§ Aim:
Count the lines in the items below that contain the string "frame", with case counting. Reply with the number only.
─── Extracted entries
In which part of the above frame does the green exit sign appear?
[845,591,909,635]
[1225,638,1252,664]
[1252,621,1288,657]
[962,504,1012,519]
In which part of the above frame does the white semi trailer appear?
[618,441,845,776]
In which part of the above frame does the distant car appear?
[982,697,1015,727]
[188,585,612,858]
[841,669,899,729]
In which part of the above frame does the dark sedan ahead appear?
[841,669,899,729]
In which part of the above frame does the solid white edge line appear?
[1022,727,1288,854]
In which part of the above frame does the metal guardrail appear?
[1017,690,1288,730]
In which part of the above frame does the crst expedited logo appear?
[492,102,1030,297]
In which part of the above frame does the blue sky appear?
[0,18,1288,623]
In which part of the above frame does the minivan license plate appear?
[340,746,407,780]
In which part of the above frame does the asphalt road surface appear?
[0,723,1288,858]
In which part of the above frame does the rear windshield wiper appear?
──────
§ Answer to the exercise:
11